* Start DATA IN THIS EXERCISE *

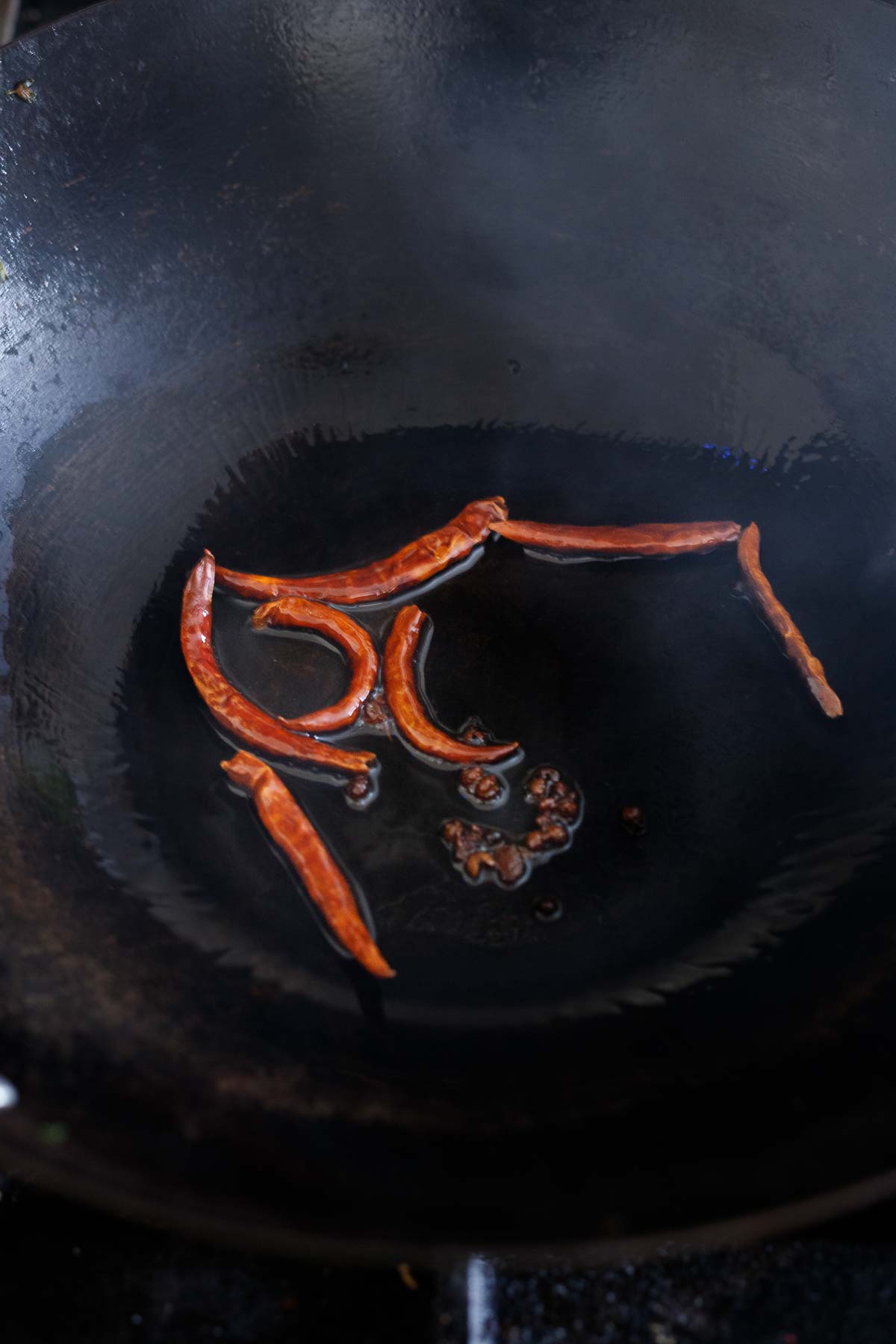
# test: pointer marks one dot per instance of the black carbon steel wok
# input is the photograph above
(296, 281)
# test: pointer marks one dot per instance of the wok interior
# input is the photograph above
(647, 680)
(304, 349)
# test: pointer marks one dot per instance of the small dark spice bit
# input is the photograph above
(375, 712)
(511, 863)
(633, 820)
(547, 909)
(359, 788)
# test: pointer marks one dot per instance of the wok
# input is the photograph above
(296, 281)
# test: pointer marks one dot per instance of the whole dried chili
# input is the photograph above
(783, 625)
(233, 710)
(324, 880)
(644, 539)
(408, 567)
(299, 613)
(406, 706)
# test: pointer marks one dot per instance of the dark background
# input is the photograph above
(72, 1275)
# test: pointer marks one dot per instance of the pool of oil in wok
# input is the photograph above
(652, 685)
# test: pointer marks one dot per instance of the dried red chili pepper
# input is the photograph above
(299, 613)
(618, 542)
(413, 564)
(405, 702)
(324, 880)
(233, 710)
(783, 624)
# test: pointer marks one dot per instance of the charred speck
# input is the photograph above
(633, 820)
(358, 788)
(547, 909)
(375, 712)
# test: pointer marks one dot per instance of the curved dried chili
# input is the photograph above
(324, 880)
(408, 710)
(233, 710)
(299, 613)
(408, 567)
(783, 624)
(644, 539)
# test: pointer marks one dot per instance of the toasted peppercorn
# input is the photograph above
(511, 863)
(633, 820)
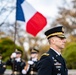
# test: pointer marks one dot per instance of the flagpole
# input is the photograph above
(15, 33)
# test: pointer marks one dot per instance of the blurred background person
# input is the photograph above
(31, 68)
(16, 62)
(2, 66)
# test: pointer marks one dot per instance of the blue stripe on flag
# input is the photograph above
(19, 11)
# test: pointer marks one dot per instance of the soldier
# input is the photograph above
(30, 68)
(17, 63)
(2, 66)
(51, 62)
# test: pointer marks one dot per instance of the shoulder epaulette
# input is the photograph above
(45, 54)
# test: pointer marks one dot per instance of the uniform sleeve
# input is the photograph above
(45, 67)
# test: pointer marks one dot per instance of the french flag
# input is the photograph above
(34, 20)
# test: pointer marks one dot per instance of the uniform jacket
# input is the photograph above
(51, 64)
(16, 66)
(2, 67)
(32, 69)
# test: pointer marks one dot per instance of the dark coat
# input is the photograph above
(16, 66)
(32, 69)
(2, 68)
(51, 64)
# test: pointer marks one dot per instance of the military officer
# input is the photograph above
(2, 66)
(17, 63)
(51, 62)
(30, 68)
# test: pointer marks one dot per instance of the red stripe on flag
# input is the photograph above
(36, 24)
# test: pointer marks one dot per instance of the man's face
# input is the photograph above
(34, 55)
(18, 55)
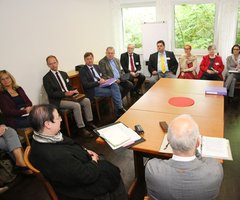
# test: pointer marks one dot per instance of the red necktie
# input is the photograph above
(60, 82)
(132, 64)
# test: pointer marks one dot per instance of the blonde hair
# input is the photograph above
(14, 84)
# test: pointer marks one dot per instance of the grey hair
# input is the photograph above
(110, 48)
(187, 140)
(212, 46)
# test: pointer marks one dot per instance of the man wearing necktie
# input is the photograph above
(162, 64)
(130, 62)
(111, 68)
(91, 78)
(57, 86)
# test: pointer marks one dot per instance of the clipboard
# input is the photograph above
(127, 139)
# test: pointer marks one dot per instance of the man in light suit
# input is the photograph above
(111, 68)
(91, 78)
(130, 62)
(57, 86)
(184, 176)
(162, 64)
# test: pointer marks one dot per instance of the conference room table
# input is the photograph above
(153, 107)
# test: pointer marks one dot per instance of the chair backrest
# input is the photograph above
(43, 97)
(47, 185)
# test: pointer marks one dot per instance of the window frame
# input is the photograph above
(135, 5)
(215, 38)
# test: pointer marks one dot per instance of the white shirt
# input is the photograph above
(183, 159)
(63, 82)
(129, 63)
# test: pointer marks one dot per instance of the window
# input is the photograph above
(238, 27)
(133, 18)
(194, 24)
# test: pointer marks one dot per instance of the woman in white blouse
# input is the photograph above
(233, 67)
(188, 64)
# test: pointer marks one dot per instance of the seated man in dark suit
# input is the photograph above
(57, 86)
(162, 64)
(91, 78)
(184, 176)
(111, 68)
(74, 171)
(130, 62)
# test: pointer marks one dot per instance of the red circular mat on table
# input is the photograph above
(181, 101)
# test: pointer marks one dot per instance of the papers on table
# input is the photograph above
(215, 148)
(210, 147)
(118, 135)
(216, 90)
(108, 82)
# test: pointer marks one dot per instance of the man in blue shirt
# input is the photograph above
(111, 68)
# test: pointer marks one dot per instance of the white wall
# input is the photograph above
(33, 29)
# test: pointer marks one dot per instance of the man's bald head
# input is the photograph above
(183, 134)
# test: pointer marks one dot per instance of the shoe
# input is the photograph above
(23, 170)
(91, 125)
(137, 92)
(120, 112)
(85, 133)
(3, 189)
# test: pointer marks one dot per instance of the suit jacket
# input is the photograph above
(107, 69)
(194, 180)
(71, 171)
(124, 60)
(53, 89)
(218, 65)
(171, 61)
(9, 108)
(88, 81)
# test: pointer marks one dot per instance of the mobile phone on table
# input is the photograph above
(164, 126)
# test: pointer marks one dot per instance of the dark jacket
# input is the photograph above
(87, 80)
(171, 61)
(125, 61)
(53, 89)
(71, 171)
(9, 108)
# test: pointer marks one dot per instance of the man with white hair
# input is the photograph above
(184, 176)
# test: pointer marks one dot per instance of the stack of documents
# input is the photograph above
(216, 90)
(212, 147)
(108, 82)
(118, 135)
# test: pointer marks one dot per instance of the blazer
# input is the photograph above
(107, 69)
(218, 65)
(124, 60)
(88, 81)
(53, 89)
(9, 108)
(71, 171)
(194, 180)
(231, 64)
(172, 62)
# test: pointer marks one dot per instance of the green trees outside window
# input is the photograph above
(194, 24)
(133, 18)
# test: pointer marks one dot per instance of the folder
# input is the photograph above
(118, 135)
(216, 90)
(108, 82)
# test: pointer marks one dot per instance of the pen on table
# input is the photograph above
(166, 146)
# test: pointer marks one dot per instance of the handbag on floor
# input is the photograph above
(7, 174)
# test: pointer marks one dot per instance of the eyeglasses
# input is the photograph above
(59, 118)
(6, 78)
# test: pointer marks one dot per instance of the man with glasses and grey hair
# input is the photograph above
(184, 176)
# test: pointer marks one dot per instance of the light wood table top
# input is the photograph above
(153, 133)
(156, 99)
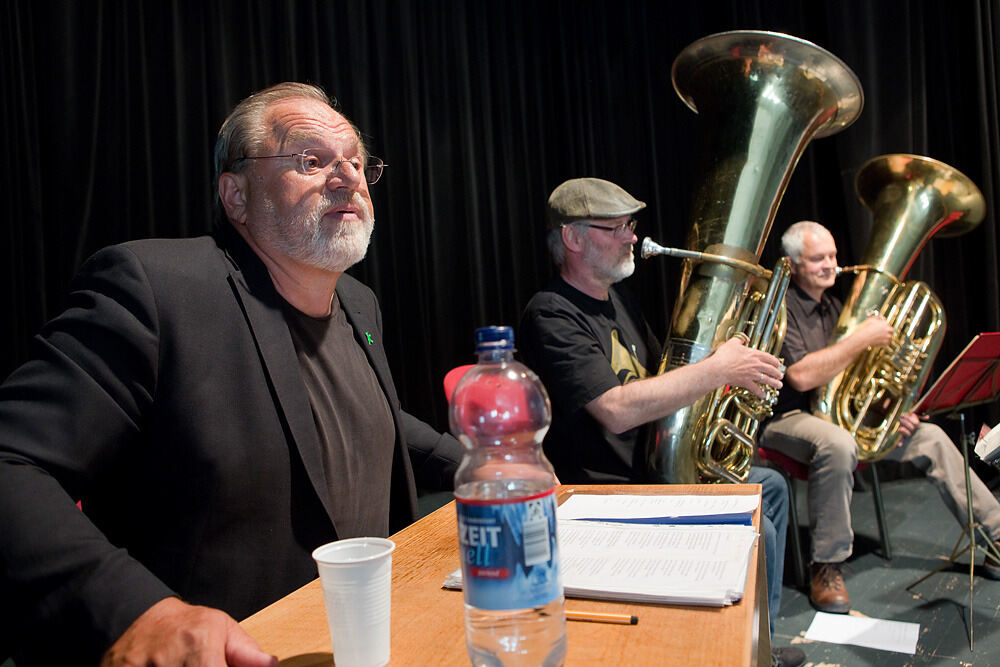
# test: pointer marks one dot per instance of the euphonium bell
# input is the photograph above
(762, 97)
(912, 198)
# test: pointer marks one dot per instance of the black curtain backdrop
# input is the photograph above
(480, 108)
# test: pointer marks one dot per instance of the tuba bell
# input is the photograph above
(762, 97)
(912, 198)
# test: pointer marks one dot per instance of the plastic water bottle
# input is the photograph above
(505, 498)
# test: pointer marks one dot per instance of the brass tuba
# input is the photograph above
(912, 198)
(762, 97)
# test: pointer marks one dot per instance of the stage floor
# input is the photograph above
(922, 534)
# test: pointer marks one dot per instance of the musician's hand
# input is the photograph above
(749, 368)
(908, 424)
(874, 331)
(172, 632)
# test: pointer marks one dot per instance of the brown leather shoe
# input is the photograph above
(827, 591)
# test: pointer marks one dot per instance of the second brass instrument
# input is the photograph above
(762, 97)
(912, 198)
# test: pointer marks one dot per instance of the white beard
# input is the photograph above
(607, 272)
(324, 246)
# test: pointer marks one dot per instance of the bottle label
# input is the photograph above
(509, 552)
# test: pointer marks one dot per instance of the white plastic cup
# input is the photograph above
(356, 575)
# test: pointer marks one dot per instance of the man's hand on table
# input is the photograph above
(172, 632)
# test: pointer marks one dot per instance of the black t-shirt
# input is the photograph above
(810, 325)
(581, 347)
(352, 418)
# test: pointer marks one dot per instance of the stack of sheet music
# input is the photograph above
(988, 447)
(668, 549)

* End DATA IN THIS EXERCISE *

EXERCISE DESCRIPTION: Copy exactly the lines of the listing above, beginning at the line with "# test: pointer marks one dot per instance of the brown" and ending at its final line; write out nothing else.

OUTPUT FOR THIS EXERCISE:
# test: pointer marks one dot per instance of the brown leather shoe
# input is the photograph above
(827, 591)
# test: pointer marks one dot per instance of the second brass instrument
# input is the photograph above
(762, 97)
(912, 198)
# test: pointer marks one dot per instance of the white beard
# input is the photograph above
(607, 272)
(324, 246)
# test: pointer marks one dot per instance of the bottle label
# input is the photograph above
(509, 552)
# test: pointer marks one dot per instance of the white plastic cup
# input is the photograph above
(356, 575)
# test: pointer marks one dot per instance of the man's hand on table
# input is the photograph above
(172, 632)
# test: pointer marks one dot per instance of the black t-shirt
# input is the photograph above
(810, 325)
(581, 347)
(352, 418)
# test: pointer marks one dot per instance of the stack of sheet music
# input is the photograph above
(988, 447)
(668, 549)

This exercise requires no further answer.